» EXERCISE: Repeat, line for line, the entries below from the first line to the line containing "wait, hold on — can you detect the yellow", counting both ends.
_ _ _
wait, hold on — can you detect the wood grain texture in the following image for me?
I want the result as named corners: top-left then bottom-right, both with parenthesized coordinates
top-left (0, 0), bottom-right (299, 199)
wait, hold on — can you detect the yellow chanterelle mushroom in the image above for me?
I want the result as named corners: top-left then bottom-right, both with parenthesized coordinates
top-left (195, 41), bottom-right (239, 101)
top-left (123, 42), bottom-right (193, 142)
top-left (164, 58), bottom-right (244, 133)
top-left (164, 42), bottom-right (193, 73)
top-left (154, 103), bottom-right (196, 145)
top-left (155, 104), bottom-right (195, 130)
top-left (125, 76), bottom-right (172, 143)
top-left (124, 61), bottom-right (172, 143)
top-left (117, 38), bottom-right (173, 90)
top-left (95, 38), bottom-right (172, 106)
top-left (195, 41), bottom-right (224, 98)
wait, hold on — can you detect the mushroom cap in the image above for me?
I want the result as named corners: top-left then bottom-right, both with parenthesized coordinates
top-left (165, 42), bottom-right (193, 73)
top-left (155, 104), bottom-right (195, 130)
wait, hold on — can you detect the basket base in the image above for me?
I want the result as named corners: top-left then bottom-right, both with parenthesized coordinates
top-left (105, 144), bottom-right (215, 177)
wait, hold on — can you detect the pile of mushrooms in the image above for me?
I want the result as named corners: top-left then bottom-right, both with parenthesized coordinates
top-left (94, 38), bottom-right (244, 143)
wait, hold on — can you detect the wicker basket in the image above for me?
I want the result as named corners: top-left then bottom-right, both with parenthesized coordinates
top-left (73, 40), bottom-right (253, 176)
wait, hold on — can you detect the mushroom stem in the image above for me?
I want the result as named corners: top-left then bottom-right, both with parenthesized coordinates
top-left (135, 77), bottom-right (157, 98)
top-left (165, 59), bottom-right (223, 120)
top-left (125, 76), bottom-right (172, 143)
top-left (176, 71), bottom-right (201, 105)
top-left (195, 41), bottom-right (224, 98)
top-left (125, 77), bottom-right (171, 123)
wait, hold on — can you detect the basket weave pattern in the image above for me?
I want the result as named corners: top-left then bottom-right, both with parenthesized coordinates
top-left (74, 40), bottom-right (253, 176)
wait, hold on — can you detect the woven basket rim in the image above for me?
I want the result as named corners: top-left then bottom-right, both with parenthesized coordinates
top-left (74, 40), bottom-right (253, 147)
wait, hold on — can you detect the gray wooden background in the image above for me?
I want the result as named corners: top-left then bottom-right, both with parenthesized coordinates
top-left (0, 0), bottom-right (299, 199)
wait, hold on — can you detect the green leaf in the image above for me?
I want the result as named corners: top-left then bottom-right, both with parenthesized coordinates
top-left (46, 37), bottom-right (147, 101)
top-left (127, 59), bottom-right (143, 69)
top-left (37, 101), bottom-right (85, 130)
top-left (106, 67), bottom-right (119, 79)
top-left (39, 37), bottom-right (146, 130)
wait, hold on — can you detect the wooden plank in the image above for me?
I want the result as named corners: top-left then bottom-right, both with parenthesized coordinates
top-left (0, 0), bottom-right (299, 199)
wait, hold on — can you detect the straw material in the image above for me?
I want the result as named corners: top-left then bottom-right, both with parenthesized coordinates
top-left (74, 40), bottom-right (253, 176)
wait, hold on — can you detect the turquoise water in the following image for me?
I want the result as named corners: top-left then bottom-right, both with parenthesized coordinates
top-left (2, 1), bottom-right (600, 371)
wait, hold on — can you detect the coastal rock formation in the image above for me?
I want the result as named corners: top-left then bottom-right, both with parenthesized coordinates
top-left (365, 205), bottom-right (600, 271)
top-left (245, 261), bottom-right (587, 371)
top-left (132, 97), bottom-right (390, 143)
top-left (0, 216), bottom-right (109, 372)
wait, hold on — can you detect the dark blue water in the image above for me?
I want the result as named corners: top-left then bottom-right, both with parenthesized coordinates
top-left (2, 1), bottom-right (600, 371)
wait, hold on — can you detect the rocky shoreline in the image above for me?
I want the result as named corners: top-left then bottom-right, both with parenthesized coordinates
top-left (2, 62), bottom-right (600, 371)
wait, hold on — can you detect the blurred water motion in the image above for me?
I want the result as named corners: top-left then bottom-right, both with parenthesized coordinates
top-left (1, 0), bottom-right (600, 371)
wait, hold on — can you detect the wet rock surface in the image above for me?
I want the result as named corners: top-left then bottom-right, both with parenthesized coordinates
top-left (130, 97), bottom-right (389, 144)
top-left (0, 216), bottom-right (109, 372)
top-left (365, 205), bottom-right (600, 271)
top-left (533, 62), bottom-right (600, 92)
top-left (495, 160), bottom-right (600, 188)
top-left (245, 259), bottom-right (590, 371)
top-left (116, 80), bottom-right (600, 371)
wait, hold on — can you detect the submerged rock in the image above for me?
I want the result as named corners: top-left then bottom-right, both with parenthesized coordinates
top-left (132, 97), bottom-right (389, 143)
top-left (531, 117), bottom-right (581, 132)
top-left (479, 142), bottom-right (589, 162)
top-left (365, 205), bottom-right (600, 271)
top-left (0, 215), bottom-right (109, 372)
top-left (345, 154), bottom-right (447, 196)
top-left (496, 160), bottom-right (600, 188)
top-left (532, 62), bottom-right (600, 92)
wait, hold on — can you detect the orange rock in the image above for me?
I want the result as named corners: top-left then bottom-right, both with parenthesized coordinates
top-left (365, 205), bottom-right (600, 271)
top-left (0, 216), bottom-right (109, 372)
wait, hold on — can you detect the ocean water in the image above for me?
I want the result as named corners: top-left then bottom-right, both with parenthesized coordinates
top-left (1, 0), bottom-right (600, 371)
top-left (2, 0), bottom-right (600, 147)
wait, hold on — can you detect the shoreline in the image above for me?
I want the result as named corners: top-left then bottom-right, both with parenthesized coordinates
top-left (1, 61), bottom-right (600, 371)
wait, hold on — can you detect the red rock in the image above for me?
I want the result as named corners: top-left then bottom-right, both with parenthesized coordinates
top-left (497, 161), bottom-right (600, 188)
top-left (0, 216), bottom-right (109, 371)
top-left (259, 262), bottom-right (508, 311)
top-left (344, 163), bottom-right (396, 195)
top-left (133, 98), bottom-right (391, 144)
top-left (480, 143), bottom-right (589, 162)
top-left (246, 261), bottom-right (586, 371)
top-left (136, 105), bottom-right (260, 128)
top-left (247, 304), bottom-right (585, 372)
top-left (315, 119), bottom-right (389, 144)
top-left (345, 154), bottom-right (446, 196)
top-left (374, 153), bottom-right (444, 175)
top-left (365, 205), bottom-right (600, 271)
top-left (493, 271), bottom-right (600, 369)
_ _ _
» ANSWER AREA:
wait, hold on — can you detect the wood grain texture in the following image for me?
I want the result as named corners: top-left then bottom-right, both with parenthesized coordinates
top-left (0, 0), bottom-right (299, 199)
wait, hold on — can you detect the yellow chanterelle mushroom in the image above for me?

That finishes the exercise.